# Required work
Rewrite the listing below, from the line containing "the white dinner" through the end, with "marker" replaced by "pin" and nothing else changed. Give only those lines.

# Given data
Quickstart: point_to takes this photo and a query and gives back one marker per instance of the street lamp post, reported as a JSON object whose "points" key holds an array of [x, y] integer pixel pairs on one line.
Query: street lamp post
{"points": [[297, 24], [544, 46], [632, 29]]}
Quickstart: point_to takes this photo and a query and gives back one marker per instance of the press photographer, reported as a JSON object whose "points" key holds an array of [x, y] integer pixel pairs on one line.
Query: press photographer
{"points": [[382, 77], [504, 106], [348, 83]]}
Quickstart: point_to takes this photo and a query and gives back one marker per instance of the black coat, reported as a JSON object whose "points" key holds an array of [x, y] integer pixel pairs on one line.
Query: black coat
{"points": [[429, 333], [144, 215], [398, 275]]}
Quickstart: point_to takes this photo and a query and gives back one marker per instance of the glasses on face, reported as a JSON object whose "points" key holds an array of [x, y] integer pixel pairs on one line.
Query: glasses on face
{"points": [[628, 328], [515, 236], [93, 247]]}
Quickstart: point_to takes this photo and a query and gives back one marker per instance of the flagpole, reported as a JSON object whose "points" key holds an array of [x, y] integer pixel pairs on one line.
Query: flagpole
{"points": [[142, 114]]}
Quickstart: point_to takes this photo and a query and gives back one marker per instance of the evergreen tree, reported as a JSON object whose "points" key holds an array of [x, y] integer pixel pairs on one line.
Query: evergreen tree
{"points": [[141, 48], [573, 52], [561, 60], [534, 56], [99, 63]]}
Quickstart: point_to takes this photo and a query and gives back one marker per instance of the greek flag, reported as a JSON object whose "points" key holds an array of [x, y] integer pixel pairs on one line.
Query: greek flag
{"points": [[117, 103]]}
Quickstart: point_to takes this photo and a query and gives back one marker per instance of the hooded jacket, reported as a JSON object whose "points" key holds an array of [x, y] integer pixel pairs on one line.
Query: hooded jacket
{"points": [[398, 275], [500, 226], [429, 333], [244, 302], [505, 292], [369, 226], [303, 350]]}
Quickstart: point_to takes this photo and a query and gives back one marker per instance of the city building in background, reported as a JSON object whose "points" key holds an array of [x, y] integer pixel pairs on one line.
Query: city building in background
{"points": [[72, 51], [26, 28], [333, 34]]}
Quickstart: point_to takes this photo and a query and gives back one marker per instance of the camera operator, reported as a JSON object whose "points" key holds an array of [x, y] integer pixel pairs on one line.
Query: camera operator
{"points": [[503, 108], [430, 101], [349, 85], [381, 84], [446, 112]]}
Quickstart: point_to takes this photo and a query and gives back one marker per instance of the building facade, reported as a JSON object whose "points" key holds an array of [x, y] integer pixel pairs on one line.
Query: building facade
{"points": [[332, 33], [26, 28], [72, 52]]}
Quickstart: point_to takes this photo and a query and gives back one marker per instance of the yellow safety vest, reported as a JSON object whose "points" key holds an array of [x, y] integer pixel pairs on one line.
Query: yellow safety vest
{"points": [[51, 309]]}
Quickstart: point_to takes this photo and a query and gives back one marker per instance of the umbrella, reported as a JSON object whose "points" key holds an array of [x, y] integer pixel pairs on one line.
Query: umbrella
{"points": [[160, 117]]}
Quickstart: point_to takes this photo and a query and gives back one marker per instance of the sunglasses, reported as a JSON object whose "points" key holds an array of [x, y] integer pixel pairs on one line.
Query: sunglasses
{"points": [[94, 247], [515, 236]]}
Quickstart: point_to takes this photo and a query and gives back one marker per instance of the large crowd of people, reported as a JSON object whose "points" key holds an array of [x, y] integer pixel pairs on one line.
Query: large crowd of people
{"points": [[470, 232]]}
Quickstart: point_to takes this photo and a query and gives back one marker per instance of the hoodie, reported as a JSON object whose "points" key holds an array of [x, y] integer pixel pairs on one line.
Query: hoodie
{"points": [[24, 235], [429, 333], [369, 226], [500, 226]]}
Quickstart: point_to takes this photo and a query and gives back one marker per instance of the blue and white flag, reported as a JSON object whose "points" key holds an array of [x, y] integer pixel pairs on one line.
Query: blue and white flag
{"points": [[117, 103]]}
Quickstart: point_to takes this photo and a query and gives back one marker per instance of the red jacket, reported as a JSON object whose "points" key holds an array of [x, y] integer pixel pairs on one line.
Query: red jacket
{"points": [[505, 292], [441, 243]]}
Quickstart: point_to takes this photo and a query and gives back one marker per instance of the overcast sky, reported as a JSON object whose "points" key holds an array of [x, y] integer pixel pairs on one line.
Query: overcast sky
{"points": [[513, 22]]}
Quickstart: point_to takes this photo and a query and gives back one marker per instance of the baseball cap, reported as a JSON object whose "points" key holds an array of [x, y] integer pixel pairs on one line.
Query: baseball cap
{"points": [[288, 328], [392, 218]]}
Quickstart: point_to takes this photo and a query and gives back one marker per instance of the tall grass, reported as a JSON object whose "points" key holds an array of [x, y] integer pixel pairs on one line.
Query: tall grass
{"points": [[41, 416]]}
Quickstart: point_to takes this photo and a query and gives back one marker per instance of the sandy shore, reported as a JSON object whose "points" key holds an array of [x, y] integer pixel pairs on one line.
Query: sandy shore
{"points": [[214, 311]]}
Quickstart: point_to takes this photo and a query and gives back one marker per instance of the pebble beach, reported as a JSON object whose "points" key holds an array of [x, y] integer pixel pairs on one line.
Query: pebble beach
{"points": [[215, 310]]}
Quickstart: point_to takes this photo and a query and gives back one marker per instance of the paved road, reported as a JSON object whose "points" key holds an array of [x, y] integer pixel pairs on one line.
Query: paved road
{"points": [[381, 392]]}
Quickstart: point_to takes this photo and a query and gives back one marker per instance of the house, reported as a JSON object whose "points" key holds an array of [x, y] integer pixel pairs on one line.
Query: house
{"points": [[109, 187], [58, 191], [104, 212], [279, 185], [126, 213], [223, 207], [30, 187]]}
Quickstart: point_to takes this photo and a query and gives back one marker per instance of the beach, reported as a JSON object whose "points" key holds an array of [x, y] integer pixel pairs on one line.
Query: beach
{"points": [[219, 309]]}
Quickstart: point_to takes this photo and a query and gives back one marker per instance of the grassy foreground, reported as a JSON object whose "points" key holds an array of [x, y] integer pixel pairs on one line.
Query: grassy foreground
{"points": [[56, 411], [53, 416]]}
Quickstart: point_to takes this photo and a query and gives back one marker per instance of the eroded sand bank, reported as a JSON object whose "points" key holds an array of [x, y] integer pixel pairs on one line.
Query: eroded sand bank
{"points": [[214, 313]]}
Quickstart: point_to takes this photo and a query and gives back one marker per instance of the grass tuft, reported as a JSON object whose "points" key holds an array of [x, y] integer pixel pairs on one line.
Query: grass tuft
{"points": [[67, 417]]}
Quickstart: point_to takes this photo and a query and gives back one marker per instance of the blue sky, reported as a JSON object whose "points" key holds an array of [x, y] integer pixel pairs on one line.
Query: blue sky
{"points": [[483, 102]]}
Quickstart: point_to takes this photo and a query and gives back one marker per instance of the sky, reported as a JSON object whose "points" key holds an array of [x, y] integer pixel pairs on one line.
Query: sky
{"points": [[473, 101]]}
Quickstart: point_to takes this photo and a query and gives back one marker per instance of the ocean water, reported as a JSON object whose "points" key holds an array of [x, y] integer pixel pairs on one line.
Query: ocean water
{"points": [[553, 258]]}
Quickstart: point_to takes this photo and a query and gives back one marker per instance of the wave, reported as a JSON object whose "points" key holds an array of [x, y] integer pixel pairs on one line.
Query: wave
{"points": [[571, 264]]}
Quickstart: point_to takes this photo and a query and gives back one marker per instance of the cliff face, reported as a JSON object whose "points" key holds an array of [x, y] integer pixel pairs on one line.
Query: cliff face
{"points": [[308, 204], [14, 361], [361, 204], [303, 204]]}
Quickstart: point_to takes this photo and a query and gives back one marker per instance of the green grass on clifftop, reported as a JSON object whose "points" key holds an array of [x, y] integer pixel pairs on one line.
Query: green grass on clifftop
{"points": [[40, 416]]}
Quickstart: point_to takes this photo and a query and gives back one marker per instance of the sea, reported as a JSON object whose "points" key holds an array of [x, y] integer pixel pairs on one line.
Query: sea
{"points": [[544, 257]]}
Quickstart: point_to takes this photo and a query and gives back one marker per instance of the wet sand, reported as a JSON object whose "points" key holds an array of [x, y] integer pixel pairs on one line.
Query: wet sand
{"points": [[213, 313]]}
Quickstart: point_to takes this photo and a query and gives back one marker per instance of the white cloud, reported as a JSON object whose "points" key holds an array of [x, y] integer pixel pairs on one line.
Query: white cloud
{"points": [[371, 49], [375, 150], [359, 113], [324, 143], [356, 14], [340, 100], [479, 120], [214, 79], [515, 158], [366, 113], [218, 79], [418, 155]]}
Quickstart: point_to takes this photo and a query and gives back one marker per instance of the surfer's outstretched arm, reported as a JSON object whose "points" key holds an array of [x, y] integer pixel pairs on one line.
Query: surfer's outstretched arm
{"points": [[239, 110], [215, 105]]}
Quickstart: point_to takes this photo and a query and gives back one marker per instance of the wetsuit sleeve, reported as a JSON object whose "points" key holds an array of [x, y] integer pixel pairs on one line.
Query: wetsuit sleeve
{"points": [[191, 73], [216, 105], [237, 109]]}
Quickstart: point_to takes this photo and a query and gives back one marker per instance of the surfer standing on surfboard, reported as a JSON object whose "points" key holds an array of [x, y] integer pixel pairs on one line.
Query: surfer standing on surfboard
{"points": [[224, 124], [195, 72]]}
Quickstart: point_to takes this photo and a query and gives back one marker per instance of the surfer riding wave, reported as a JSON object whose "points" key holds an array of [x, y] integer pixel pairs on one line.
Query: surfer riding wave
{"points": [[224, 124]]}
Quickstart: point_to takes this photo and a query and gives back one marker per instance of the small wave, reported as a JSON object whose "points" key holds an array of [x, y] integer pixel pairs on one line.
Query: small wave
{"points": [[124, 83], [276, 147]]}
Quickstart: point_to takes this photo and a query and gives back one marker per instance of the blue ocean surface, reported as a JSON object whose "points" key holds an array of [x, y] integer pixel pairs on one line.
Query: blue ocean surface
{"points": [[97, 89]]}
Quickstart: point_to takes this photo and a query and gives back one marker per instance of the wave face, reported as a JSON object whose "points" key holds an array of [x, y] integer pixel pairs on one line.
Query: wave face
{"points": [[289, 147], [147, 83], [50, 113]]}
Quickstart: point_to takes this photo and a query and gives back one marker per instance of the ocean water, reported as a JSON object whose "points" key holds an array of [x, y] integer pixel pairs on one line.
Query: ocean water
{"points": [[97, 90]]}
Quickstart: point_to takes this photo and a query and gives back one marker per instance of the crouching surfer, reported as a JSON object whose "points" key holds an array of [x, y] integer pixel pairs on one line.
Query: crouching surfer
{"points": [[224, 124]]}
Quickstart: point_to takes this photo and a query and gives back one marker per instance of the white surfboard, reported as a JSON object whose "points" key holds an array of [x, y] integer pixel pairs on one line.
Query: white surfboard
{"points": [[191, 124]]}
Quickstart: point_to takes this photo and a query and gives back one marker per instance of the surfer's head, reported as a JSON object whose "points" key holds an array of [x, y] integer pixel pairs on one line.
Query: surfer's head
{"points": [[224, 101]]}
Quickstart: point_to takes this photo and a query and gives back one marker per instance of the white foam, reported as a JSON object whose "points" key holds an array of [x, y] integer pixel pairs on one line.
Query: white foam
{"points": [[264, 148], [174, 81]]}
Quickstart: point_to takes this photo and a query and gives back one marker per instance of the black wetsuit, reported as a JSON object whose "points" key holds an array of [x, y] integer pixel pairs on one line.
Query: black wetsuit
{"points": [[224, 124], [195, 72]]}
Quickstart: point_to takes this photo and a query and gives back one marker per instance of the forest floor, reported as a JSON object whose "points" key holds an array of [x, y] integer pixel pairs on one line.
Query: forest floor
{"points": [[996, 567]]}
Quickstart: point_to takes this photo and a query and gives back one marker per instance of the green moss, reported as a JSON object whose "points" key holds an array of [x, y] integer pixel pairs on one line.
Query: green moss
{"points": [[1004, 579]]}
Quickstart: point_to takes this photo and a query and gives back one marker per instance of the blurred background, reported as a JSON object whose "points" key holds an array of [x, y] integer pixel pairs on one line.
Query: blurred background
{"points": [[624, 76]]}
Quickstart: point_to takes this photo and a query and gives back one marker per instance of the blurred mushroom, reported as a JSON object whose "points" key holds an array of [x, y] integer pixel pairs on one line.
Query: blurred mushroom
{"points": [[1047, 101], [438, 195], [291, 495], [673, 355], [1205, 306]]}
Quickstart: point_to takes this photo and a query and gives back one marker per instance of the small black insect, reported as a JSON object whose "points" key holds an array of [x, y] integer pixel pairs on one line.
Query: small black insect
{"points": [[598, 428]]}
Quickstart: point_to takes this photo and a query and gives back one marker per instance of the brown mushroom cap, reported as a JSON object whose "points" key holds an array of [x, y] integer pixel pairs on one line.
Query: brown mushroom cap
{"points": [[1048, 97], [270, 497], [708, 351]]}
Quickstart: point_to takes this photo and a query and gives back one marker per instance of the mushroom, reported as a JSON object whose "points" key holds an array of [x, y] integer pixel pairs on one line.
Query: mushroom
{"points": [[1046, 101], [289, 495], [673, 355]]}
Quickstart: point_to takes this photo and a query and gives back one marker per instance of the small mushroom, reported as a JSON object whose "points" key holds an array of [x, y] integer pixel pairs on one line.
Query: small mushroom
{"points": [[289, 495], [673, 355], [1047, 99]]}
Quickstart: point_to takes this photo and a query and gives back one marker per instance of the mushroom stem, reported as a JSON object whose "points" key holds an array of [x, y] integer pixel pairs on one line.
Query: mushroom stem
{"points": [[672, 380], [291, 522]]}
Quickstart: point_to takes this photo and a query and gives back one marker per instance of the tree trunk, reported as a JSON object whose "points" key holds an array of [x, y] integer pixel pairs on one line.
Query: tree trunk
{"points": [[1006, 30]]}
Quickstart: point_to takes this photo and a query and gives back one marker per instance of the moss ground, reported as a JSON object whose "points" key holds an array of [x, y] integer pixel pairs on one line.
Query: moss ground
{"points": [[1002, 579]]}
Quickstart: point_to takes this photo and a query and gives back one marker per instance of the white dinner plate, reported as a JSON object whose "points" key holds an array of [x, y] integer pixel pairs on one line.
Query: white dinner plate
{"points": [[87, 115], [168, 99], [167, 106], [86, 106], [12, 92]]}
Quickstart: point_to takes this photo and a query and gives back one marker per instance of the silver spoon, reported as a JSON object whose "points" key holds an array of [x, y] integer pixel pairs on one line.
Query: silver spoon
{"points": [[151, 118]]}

# Exercise answer
Quickstart: point_to takes this photo and a query and gives back one pin per instance of the white dinner plate, reported as a JSON object whose "points" key holds an array of [x, y] integer pixel pairs on one line.
Query: white dinner plate
{"points": [[87, 115], [168, 99], [167, 106], [86, 106], [12, 92]]}
Quickstart: point_to takes this photo and a query and gives back one pin per instance of the silver spoon, reported as a JSON object whose "points" key holds an array of [x, y] integer pixel pairs on one line.
Query: silver spoon
{"points": [[151, 118]]}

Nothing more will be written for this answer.